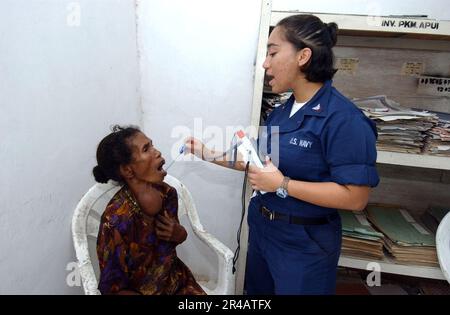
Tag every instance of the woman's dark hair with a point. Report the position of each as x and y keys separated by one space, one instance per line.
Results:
x=309 y=31
x=112 y=152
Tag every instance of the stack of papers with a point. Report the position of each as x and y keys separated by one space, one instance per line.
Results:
x=433 y=216
x=438 y=142
x=399 y=129
x=359 y=238
x=407 y=240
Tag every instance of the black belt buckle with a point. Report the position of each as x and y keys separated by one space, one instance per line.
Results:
x=269 y=214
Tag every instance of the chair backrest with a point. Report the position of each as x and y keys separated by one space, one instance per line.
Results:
x=443 y=246
x=86 y=222
x=85 y=226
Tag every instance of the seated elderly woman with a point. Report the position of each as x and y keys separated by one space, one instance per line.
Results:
x=139 y=229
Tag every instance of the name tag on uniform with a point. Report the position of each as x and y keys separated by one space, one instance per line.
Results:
x=301 y=143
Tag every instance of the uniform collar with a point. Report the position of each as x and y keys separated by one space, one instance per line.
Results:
x=317 y=106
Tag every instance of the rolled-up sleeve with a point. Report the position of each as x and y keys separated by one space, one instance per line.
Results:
x=349 y=146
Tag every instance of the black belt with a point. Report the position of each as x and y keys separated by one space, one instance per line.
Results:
x=273 y=215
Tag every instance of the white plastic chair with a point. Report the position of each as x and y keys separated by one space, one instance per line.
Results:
x=85 y=226
x=443 y=246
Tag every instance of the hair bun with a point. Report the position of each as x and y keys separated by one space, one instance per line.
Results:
x=100 y=175
x=332 y=29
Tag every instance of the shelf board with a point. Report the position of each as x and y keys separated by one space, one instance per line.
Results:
x=389 y=266
x=387 y=26
x=414 y=160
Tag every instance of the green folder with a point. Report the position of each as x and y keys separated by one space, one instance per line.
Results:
x=399 y=226
x=359 y=228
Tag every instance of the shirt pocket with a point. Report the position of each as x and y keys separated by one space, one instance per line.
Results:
x=301 y=156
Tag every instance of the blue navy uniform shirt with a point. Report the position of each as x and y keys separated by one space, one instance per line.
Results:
x=328 y=140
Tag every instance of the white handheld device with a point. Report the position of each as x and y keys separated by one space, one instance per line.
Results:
x=248 y=152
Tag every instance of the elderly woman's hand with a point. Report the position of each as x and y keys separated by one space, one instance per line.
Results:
x=268 y=179
x=168 y=229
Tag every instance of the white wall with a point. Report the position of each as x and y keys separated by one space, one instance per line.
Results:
x=197 y=61
x=433 y=8
x=61 y=88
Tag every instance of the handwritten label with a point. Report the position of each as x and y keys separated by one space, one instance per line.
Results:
x=347 y=65
x=420 y=228
x=433 y=86
x=410 y=24
x=413 y=68
x=361 y=219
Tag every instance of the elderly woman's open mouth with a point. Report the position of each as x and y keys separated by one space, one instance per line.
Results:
x=160 y=167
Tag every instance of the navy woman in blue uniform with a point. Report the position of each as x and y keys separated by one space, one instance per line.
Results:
x=327 y=158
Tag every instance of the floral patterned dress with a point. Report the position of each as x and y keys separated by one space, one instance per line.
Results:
x=131 y=257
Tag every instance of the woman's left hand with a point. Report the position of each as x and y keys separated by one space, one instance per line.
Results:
x=268 y=179
x=168 y=229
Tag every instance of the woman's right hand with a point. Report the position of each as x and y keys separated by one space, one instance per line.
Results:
x=196 y=147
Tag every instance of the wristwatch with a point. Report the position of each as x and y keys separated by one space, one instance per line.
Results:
x=282 y=190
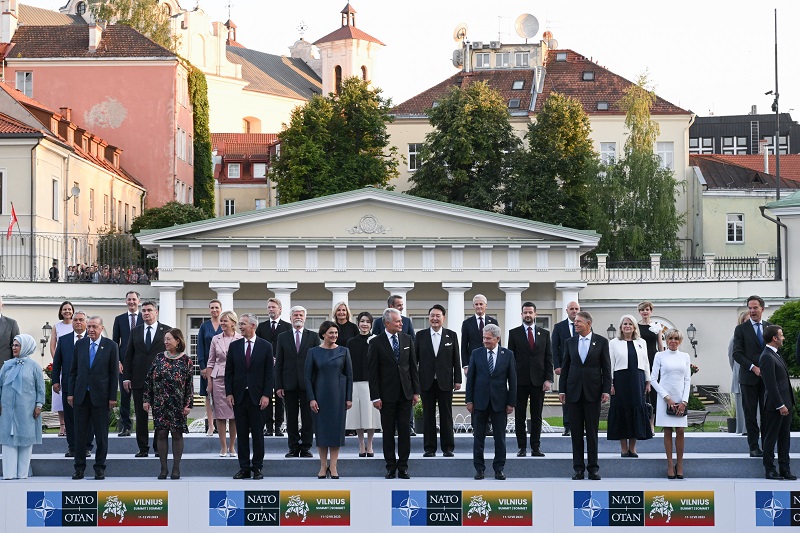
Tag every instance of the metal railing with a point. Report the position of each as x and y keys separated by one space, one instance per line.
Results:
x=75 y=258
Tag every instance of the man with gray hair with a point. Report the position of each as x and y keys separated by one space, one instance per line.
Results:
x=290 y=381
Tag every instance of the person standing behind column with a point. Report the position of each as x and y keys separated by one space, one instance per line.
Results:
x=290 y=381
x=147 y=340
x=748 y=343
x=269 y=331
x=439 y=375
x=534 y=359
x=561 y=332
x=394 y=389
x=208 y=329
x=585 y=383
x=123 y=325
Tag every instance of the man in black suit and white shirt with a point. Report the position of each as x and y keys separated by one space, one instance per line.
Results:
x=748 y=343
x=123 y=325
x=269 y=331
x=92 y=393
x=778 y=405
x=290 y=381
x=439 y=375
x=394 y=389
x=534 y=359
x=249 y=371
x=147 y=339
x=561 y=332
x=585 y=383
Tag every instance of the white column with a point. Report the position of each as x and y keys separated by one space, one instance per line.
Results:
x=566 y=292
x=339 y=291
x=513 y=311
x=283 y=292
x=455 y=303
x=224 y=290
x=400 y=288
x=167 y=301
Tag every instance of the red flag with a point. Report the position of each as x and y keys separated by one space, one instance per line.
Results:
x=11 y=222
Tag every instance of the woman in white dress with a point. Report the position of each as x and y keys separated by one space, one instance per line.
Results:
x=673 y=388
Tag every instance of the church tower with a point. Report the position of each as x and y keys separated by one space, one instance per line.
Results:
x=347 y=52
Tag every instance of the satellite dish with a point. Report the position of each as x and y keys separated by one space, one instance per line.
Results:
x=460 y=33
x=527 y=26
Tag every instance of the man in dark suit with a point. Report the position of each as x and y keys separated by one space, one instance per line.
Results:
x=561 y=332
x=147 y=339
x=123 y=325
x=534 y=358
x=290 y=381
x=778 y=405
x=439 y=375
x=748 y=343
x=62 y=366
x=269 y=331
x=491 y=386
x=585 y=383
x=92 y=392
x=248 y=385
x=394 y=389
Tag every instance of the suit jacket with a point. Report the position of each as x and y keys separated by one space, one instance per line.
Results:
x=122 y=332
x=747 y=350
x=445 y=366
x=561 y=333
x=534 y=367
x=471 y=337
x=587 y=380
x=8 y=330
x=138 y=358
x=391 y=379
x=255 y=381
x=496 y=390
x=289 y=363
x=101 y=378
x=777 y=387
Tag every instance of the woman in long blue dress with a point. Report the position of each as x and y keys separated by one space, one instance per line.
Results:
x=329 y=386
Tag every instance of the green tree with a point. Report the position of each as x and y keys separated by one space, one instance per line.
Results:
x=551 y=177
x=466 y=158
x=145 y=16
x=633 y=199
x=336 y=143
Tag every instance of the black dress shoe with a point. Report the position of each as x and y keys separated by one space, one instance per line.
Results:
x=244 y=473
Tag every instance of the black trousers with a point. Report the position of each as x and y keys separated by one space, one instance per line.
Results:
x=777 y=429
x=499 y=420
x=444 y=399
x=752 y=402
x=297 y=404
x=249 y=423
x=536 y=396
x=397 y=414
x=584 y=415
x=86 y=417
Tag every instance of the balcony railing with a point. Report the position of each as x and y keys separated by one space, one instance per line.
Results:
x=80 y=258
x=706 y=268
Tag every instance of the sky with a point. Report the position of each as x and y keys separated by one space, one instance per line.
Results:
x=708 y=56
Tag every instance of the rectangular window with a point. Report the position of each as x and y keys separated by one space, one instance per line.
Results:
x=25 y=83
x=735 y=223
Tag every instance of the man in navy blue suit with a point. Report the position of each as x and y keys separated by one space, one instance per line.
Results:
x=491 y=391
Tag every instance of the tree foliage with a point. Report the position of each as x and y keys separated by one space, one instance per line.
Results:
x=551 y=179
x=633 y=199
x=336 y=143
x=145 y=16
x=465 y=159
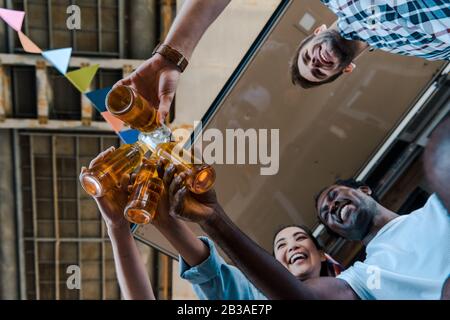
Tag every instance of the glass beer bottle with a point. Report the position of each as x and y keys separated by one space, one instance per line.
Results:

□ □ □ □

Set problem
Copy all the rows again without the pictures, switching every "Results" to "Output" and changing nothing else.

Completed exercise
Tag every instance of the woman's dark hair with a point. Report the position of each as x and y keys separated by one space, one instance per line.
Output:
x=309 y=31
x=112 y=152
Tag every instance of the stack of papers with a point. Report the position of each as x and y keys separated by one space, one instance per line.
Output:
x=433 y=216
x=438 y=142
x=399 y=129
x=359 y=238
x=407 y=240
Tag every instance of the black belt buckle with a point. Report the position of each as x and y keys separated by one space, one instance per line.
Output:
x=269 y=214
Tag every instance of the chair backrest with a point. Report the position of each as x and y keys separated by one space, one instance per line.
Output:
x=443 y=246
x=86 y=222
x=85 y=226
Tag every instance of the seated elderly woman with a point. Report the position of each as x and y keys separated by one space, one instance per line.
Output:
x=139 y=229
Tag every instance of the name tag on uniform with a point. Report the position of each as x and y keys separated by one space, one instance per line.
Output:
x=301 y=143
Tag every instance of the uniform collar with a point. Report the position of each as x and y keys separated by one space, one instance per line.
Output:
x=317 y=106
Tag every instance of the rolled-up sleeve with a point. Report the position of each as x and y keys separated by one space, one instance per line.
Output:
x=349 y=146
Tag every instance of the black belt with a point. Report the position of each as x and y keys separated by one space, one instance per line.
Output:
x=273 y=215
Tag every instance of the white plastic chair with a point. Report the position of each as x and y keys separated by one space, one instance per line.
Output:
x=85 y=226
x=443 y=246
Tag every instance of the hair bun with a point. Report the position of each as x and y keys separated by one space, one instance per line.
Output:
x=100 y=175
x=332 y=29
Tag every instance of the shelf board with a point. Report the position of each as x and y keys separated by one space, one instance per line.
Output:
x=389 y=266
x=387 y=26
x=414 y=160
Tag every instance of the green folder with a point. Report the position of each as x and y keys separated by one space, one instance per line.
Output:
x=399 y=226
x=359 y=228
Tag every instance of the shirt pocket with a point. Report the position of each as x and y keys separated by one space, one instance per line.
Output:
x=301 y=156
Tag every instance of the blue navy uniform shirt with a point. Report the position of each as x and y keys separated by one space, one instance per line.
Output:
x=328 y=140
Tag every instance of the white handheld device with a point. Report the position of each as x and y keys separated by one space, one instance per line.
Output:
x=248 y=152
Tag every instance of the elderly woman's hand with a point. Report the position of each as x and y keys separated by one space, one instance per line.
Output:
x=268 y=179
x=168 y=229
Tag every instance of the white wall with a point. Report the position of each as x and y keys separated by one space, one instance per line.
Output:
x=197 y=61
x=433 y=8
x=61 y=88
Tag every instance of the handwritten label with a point. Report the position of each as x and y keys separated by one space, one instance per line.
Output:
x=347 y=65
x=420 y=228
x=433 y=86
x=410 y=24
x=413 y=68
x=361 y=219
Tag every instance of the elderly woman's open mouth with a point. Report the position of each as x and y keys separated by one space, one instance per line.
Output:
x=160 y=167
Tag every instance of the navy woman in blue uniform with a point. Report the position of each as x and y keys separated by one space, one instance per line.
Output:
x=327 y=158
Tag every instance of the floral patterned dress with a point. Report the position of each as x and y keys separated by one space, one instance per line.
Output:
x=131 y=257
Tag every instance of the woman's left hand with a point. Report the position of each as x and y keys separated by one space, one instance per line.
Output:
x=268 y=179
x=168 y=229
Tag every instance of the woman's right hand with a point. Report the position of each as x and y keys separated by one space, one instance per line.
Output:
x=196 y=147
Tag every instance of the wristwatch with a point. Report the position of each as x and y keys separated by one space, one instance per line.
Output:
x=282 y=190
Tag every instance of the metal railing with a point. Report the position of each as x and y keys separated by one space, one instance per line.
Output:
x=75 y=258
Tag every instance of the man with gray hair with a point. Report the position of each as x and y keys separated by one space, one instance per line.
Output:
x=290 y=381
Tag every instance of the person standing behind column with a point. Report the position of each as x and y keys separated by one space, one instance per line.
Output:
x=290 y=381
x=147 y=340
x=748 y=343
x=269 y=331
x=439 y=375
x=534 y=359
x=561 y=332
x=394 y=389
x=208 y=329
x=585 y=383
x=123 y=325
Tag every instance of the man in black suit and white shirt with a point. Report the position of each as x and y keys separated by one space, one instance per line.
Output:
x=748 y=343
x=123 y=325
x=269 y=331
x=92 y=393
x=778 y=405
x=290 y=381
x=439 y=375
x=394 y=389
x=534 y=359
x=249 y=371
x=147 y=339
x=561 y=332
x=585 y=383
Tag every instance of the white column with a point. Report the position of each as x and y keys separated by one space, one instance per line.
Output:
x=566 y=292
x=339 y=291
x=513 y=311
x=283 y=292
x=455 y=303
x=224 y=290
x=400 y=288
x=167 y=301
Tag every instance of the red flag with a point. Report the position of each as x and y keys separated by one space, one instance per line.
Output:
x=11 y=222
Tag every instance of the woman in white dress with a point. Report the position of each as x and y keys separated by one space, one instance per line.
Output:
x=673 y=388
Tag every instance of the church tower with a point. Report the position of each as x and y keys separated by one space, one instance per line.
Output:
x=347 y=52
Tag every instance of the satellite dish with a point. Report the position of each as x and y keys separated by one space, one instance per line.
Output:
x=460 y=33
x=527 y=26
Tag every instance of the man in dark suit with a point. Report the position of each as x and y keys separated by one space, one instance per line.
Output:
x=561 y=332
x=147 y=339
x=123 y=325
x=534 y=358
x=290 y=381
x=778 y=405
x=439 y=375
x=748 y=343
x=62 y=366
x=269 y=331
x=491 y=386
x=585 y=383
x=92 y=392
x=248 y=385
x=394 y=389
Tag every instance of the suit jacket with a point. Report the position of each as x and y keys separated by one space, one instance per line.
Output:
x=122 y=332
x=747 y=350
x=445 y=366
x=561 y=333
x=534 y=367
x=471 y=337
x=587 y=380
x=8 y=330
x=138 y=358
x=391 y=379
x=255 y=381
x=496 y=390
x=289 y=363
x=101 y=378
x=777 y=387
Tag every instance of the woman in long blue dress with a point. Report the position of each as x and y keys separated by one space, one instance per line.
Output:
x=329 y=386
Tag every instance of the green tree with a point. Report the position of each as x and y keys separated by one space, one instance per line.
Output:
x=551 y=177
x=466 y=158
x=145 y=16
x=633 y=199
x=336 y=143
Tag every instance of the black dress shoe with a point. Report the position of each as x and y keys separated by one space, one instance per line.
Output:
x=244 y=473
Tag every instance of the black trousers with a point. Report the position of each as x and y keys separated by one space, one instance per line.
Output:
x=777 y=429
x=499 y=420
x=444 y=399
x=752 y=402
x=297 y=404
x=249 y=423
x=536 y=396
x=397 y=414
x=584 y=415
x=86 y=417
Tag every instance of the balcony railing with a point. Report the position of each as x and y keys separated by one space, one instance per line.
Output:
x=80 y=258
x=706 y=268
Tag every instance of the sky with a point. Report the position of each as x and y keys separated by one space, one instance per line.
Output:
x=708 y=56
Tag every instance of the rectangular window with a point. Report the position of each as x and y keys separated by one space, one instance per line.
Output:
x=25 y=83
x=735 y=223
Tag every instance of the man in navy blue suit with a point. Report the position of each as x and y keys separated by one space, one instance per line.
Output:
x=491 y=391
Tag every instance of the tree foliage with a point. Report the position of each as x and y keys separated by one space, one instance per line.
Output:
x=551 y=179
x=633 y=199
x=336 y=143
x=145 y=16
x=465 y=159
Tag every instance of the glass beer bottle with a point. Report the position of each as x and y keys separated by one space, one instance per line.
Output:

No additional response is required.